(SOURCE EXTRACT)

.....

S. Ramachandran is an Indian film journalist and film director. He directed some of the music videos made by Mauj Music, and other music videos with Asha Bhosle, Sanjay Dutt, Brett Lee, Urmila Matondkar.

Career
Ramachandran was involved in Pooja Bhatt's film Holiday heading the film's marketing and PR. He was also involved in Pooja Bhatt's film Jism 2 starring Sunny Leone in which he looked after the marketing and PR for the film and also handled the making of the movie using both his companies Sanskriti Media and Entertainment, and Brandstand.

Ramachandran was also the director of music videos made by Mauj Music, starring Asha Bhosle and a string of celebrities called Asha And Friends. He also directed music videos with Asha Bhosle, Sanjay Dutt, Brett Lee, Urmila Matondkar. with Ismail Darbar, Zubeen Garg and Neetu Chandra called Rasiya Saajan.

.....

(EXERCISES)
**a.** Determine whether each statement agrees with the profile of S. Ramachandran, answering yes or no and quoting the deciding words: (i) Ramachandran headed the marketing and PR for the film Holiday; (ii) Jism 2 starred Asha Bhosle; (iii) Brandstand is one of Ramachandran's companies.
**b.** In the records, shift every coordinate in the answers by adding 131 to each number, and reproduce each line, requests included, from the line containing "For the scouting tally, point out every instance of the bare" through the end of the records. Give only those lines.
The profile above and the records that follow were drawn from separate, unrelated sources.

.....

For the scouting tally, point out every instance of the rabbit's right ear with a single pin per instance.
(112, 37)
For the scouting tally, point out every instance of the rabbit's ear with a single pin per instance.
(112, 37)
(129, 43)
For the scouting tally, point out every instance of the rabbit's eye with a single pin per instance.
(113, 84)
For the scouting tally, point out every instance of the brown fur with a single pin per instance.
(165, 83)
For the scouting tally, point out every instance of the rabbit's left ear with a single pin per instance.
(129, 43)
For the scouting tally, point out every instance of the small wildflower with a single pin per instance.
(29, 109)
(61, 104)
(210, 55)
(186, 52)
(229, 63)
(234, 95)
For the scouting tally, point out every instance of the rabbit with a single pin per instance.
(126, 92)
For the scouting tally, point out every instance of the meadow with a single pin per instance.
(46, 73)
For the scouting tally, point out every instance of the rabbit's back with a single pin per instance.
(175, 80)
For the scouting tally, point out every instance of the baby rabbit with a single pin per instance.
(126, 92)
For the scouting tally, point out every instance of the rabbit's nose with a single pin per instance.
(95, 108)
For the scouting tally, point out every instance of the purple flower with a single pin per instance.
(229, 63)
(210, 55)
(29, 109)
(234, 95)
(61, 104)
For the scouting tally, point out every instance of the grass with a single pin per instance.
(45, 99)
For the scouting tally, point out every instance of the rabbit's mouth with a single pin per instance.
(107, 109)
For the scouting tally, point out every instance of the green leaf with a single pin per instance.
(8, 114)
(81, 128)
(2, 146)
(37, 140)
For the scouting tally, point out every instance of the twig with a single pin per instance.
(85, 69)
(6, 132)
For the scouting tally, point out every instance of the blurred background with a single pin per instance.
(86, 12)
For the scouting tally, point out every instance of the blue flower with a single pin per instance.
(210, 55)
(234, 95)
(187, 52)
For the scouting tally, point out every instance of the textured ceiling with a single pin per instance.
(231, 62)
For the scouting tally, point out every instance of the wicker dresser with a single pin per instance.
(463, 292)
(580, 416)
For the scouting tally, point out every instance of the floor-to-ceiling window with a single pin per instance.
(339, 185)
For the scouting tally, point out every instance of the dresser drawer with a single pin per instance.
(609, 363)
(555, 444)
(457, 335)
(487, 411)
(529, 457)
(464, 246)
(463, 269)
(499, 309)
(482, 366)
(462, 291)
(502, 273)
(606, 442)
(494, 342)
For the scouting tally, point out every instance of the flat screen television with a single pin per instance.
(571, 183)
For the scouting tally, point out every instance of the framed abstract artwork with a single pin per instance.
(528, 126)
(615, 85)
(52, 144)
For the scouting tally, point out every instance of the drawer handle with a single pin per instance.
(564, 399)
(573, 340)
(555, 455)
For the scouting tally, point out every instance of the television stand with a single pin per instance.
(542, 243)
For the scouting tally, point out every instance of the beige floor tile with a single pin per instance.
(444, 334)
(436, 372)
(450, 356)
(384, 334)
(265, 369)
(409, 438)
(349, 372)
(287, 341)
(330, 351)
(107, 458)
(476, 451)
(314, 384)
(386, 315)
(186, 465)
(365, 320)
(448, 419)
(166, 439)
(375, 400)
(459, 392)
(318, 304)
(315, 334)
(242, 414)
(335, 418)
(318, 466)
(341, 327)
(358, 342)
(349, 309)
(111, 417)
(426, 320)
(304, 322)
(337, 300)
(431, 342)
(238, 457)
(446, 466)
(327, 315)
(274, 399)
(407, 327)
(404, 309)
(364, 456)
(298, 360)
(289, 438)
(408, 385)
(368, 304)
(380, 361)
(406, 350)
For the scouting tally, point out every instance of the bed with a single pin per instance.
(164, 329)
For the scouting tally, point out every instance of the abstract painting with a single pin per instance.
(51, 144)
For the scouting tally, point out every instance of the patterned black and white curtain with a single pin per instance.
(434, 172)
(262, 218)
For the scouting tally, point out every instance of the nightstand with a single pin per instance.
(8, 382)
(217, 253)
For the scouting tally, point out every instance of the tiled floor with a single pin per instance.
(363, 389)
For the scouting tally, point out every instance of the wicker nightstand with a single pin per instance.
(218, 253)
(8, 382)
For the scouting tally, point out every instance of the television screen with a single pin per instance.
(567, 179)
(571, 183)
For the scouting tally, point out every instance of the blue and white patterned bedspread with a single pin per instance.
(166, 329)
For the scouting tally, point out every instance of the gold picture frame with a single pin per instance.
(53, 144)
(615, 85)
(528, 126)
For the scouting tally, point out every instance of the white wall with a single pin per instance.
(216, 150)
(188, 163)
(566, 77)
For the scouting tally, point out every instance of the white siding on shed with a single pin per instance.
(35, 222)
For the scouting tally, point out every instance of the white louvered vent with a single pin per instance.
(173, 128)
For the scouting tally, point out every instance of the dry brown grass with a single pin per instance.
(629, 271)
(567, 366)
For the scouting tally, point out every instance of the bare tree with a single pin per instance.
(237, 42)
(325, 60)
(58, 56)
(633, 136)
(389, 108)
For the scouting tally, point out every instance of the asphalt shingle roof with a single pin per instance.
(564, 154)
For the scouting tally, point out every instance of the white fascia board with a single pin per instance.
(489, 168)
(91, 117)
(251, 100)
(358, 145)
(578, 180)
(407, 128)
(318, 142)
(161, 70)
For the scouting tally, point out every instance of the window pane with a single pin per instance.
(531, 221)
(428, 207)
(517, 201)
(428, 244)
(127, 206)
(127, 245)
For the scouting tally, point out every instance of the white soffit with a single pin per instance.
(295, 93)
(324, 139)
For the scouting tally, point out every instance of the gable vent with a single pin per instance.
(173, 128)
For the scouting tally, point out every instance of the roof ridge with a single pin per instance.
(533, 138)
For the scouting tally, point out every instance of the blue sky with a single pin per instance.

.....

(SOLUTIONS TO THE TASKS)
**a.**
(i) Yes: "heading the film's marketing and PR"
(ii) No: "Jism 2 starring Sunny Leone"
(iii) Yes: "using both his companies Sanskriti Media and Entertainment, and Brandstand"

**b.**
For the scouting tally, point out every instance of the bare tree with a single pin per instance.
(368, 173)
(456, 191)
(189, 187)
(764, 267)
(520, 239)
For the scouting tally, point out every instance of the asphalt shingle roof with a single pin per instance.
(695, 285)
For the scouting tally, point out every instance of the white fascia board with a single pin per instance.
(620, 299)
(222, 248)
(382, 231)
(489, 276)
(709, 311)
(538, 259)
(449, 273)
(292, 201)
For the scouting tally, point out every instance of the window pane with a single pin per instance.
(662, 352)
(559, 338)
(648, 332)
(559, 375)
(258, 337)
(258, 376)
For the scouting tally, point out every instance of the white soffit with a single pin per instance.
(426, 224)
(455, 270)
For the scouting tally, point out every instance of the gable vent with a single pin per instance.
(304, 259)
For the scouting tally, point out every instance of the roof ridge with a single pin per instance.
(664, 269)
For the scouting tally, point out every instance of the blue sky with a single pin per instance.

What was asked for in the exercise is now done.